#HistoRIando: das origens da questão palestina ao conflito Israel-Hamas de 2023
Escrito por: Isadora Prada Ratti
Todas as fontes utilizadas para a redação do texto estão explicitadas no final do conteúdo.
As origens do conflito
É fato que Israel e Palestina compartilham uma história com raízes religiosas, a qual interfere nas origens do conflito que assola o Oriente Médio até os dias de hoje. Entretanto, engana-se quem pensa que as motivações para as guerras entre essas duas nações se devem somente ao aspecto de diferença de fé entre eles, quando, na verdade, os episódios violentos que se dão no século XXI são um reflexo de um desenrolar de disputas territoriais, econômicas e influências externas que se desenvolveram ao longo de séculos no território palestino.

**TRECHO DOS DADOS**:
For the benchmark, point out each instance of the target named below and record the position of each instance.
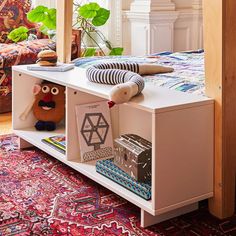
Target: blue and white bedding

**AS TAREFAS**:
a: Reproduza tudo o que vai de "#HistoRIando: das origens" até "no território palestino." no artigo sobre a questão palestina.
b: De acordo com o artigo, por que se engana quem atribui as guerras entre Israel e Palestina apenas à diferença de fé? Explique em uma a três frases.

**SOLUÇÕES POR TAREFA**:
a:
#HistoRIando: das origens da questão palestina ao conflito Israel-Hamas de 2023
Escrito por: Isadora Prada Ratti
Todas as fontes utilizadas para a redação do texto estão explicitadas no final do conteúdo.
As origens do conflito
É fato que Israel e Palestina compartilham uma história com raízes religiosas, a qual interfere nas origens do conflito que assola o Oriente Médio até os dias de hoje. Entretanto, engana-se quem pensa que as motivações para as guerras entre essas duas nações se devem somente ao aspecto de diferença de fé entre eles, quando, na verdade, os episódios violentos que se dão no século XXI são um reflexo de um desenrolar de disputas territoriais, econômicas e influências externas que se desenvolveram ao longo de séculos no território palestino.

b: Os episódios violentos do século XXI refletem disputas territoriais e econômicas e influências externas que se desenvolveram ao longo de séculos no território palestino. As raízes religiosas interferem nas origens do conflito, mas não o explicam sozinhas.